**TASK DIRECTIONS**
Find the word "wall" in the data below and copy each line that holds it.

====== DATASET CONTENT ======

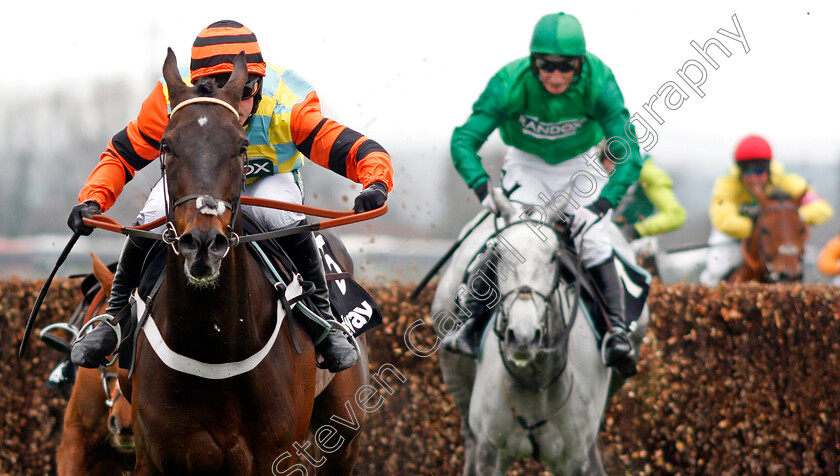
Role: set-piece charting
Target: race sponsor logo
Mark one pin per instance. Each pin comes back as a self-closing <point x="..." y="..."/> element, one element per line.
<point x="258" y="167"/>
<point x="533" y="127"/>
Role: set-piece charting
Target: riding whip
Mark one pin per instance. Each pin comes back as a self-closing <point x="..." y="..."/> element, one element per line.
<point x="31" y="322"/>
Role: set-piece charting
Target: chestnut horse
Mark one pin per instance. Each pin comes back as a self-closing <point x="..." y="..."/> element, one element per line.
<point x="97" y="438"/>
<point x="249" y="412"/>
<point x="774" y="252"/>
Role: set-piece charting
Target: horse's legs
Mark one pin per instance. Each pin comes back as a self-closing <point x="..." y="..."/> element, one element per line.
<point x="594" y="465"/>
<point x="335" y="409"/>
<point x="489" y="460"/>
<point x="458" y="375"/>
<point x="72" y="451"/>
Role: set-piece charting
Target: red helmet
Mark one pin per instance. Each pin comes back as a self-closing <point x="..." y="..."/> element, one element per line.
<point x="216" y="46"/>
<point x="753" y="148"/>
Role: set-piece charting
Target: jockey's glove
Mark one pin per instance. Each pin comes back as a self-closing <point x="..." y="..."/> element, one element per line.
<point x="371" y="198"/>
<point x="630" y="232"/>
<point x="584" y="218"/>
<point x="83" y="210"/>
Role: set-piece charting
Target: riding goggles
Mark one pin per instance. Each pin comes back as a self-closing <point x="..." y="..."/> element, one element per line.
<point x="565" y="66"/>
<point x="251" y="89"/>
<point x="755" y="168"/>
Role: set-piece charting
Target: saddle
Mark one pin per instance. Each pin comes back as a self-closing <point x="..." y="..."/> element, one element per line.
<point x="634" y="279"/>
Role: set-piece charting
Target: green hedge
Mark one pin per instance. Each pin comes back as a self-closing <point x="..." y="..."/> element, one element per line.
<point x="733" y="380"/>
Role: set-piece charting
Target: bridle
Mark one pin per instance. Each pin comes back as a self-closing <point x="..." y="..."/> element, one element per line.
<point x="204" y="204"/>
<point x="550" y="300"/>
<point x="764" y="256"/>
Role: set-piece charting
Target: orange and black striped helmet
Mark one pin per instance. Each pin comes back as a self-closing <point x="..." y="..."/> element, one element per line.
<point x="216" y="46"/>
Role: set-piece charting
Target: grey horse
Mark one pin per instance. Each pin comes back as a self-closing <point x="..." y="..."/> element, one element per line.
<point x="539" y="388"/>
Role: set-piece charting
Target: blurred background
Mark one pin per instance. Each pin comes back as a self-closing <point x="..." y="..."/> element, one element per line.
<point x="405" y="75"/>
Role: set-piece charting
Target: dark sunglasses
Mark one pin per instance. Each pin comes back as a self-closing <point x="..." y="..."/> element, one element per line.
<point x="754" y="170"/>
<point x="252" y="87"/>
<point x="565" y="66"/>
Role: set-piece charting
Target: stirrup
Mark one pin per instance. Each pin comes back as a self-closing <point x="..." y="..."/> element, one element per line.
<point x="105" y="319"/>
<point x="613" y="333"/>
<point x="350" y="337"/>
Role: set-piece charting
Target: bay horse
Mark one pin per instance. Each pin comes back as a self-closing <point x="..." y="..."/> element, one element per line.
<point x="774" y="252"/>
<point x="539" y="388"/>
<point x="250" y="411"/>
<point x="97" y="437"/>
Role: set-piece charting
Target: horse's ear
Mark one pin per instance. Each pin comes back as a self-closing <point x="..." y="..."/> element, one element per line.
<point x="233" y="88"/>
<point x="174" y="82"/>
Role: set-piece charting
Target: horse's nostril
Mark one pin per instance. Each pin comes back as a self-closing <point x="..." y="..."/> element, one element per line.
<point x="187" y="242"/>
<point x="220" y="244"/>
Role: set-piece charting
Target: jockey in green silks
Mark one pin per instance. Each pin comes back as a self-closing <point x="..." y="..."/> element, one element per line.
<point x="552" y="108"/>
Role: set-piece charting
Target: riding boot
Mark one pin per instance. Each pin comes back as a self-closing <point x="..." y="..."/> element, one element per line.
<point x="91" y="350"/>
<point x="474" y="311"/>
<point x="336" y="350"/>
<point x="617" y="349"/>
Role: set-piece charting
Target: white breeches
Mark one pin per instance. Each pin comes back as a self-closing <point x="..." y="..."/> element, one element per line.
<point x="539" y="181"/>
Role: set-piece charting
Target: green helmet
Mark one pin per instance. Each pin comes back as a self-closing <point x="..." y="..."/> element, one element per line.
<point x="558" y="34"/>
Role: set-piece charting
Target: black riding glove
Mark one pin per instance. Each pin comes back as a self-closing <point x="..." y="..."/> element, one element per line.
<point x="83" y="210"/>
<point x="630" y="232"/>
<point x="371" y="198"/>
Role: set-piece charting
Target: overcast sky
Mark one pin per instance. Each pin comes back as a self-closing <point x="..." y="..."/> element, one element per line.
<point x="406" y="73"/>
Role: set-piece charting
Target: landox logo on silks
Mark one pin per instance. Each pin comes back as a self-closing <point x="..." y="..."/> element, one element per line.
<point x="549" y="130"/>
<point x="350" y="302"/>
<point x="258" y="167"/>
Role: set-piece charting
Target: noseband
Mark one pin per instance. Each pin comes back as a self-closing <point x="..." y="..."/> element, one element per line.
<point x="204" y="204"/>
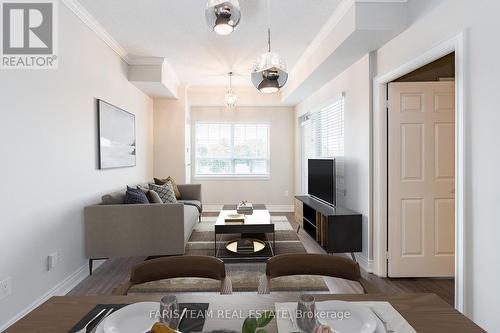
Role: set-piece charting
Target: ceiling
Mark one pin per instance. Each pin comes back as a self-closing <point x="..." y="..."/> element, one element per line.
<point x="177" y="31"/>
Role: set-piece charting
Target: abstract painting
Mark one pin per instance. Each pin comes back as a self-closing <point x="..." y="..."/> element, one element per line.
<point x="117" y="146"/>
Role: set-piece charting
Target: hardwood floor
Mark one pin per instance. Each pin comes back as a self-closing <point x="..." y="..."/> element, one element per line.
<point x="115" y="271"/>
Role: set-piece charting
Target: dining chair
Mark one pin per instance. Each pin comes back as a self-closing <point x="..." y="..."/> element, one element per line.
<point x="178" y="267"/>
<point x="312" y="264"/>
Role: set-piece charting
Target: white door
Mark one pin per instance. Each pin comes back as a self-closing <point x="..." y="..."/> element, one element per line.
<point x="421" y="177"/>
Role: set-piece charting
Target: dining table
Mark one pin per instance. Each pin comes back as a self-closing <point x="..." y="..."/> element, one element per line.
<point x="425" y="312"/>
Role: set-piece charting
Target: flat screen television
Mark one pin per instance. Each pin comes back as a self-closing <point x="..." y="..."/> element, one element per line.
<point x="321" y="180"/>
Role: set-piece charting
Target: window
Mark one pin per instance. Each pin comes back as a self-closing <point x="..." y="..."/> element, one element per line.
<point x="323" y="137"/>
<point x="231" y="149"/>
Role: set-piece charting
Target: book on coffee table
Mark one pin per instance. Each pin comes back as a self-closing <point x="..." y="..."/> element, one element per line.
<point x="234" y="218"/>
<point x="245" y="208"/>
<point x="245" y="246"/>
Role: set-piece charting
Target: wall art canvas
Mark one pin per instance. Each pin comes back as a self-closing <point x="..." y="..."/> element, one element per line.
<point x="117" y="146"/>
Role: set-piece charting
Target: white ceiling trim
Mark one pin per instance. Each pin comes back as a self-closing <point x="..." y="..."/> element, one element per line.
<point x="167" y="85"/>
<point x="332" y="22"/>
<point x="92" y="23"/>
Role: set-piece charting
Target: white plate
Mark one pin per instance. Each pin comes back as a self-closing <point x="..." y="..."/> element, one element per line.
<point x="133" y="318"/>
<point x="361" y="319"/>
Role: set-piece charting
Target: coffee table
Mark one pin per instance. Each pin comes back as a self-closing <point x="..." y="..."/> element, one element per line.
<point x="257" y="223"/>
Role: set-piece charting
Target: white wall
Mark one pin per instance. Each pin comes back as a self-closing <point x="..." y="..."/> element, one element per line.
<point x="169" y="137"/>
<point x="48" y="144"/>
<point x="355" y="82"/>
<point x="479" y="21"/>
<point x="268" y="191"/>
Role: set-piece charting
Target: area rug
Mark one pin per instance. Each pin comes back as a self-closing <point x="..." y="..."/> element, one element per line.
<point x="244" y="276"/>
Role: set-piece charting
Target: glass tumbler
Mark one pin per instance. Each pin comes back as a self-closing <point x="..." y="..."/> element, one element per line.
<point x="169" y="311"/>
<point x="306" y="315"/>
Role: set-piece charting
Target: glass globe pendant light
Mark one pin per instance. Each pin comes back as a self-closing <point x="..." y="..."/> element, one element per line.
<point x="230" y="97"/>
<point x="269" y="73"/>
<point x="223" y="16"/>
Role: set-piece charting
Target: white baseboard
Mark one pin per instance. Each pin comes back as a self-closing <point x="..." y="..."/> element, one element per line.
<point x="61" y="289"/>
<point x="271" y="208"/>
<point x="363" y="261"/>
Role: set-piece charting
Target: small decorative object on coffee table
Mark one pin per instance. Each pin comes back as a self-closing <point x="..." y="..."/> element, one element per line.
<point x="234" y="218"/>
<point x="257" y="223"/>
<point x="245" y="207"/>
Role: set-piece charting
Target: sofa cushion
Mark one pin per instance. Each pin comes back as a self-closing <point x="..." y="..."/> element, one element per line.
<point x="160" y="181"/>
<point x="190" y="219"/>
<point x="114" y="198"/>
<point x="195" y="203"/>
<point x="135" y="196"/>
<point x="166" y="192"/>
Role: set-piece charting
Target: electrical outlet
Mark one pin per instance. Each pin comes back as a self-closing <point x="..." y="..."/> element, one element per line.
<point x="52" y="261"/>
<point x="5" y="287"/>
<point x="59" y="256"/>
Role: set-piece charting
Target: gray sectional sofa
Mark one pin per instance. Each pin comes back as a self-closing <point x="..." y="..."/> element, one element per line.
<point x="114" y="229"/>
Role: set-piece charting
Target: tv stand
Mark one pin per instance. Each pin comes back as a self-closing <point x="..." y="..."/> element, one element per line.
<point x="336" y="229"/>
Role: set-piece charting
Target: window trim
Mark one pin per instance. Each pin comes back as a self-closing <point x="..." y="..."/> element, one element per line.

======

**OUTPUT FOR THIS TASK**
Target: wall art canvas
Target: white wall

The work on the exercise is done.